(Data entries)
□ □ □ □
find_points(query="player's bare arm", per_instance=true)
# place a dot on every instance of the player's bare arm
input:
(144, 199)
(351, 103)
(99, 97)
□ □ □ □
Requirement
The records above need to be written out again. Keep them exact.

Response to this task
find_points(query="player's bare arm", per_instance=true)
# place a dot on every instance of the player's bare arm
input:
(144, 199)
(351, 103)
(99, 97)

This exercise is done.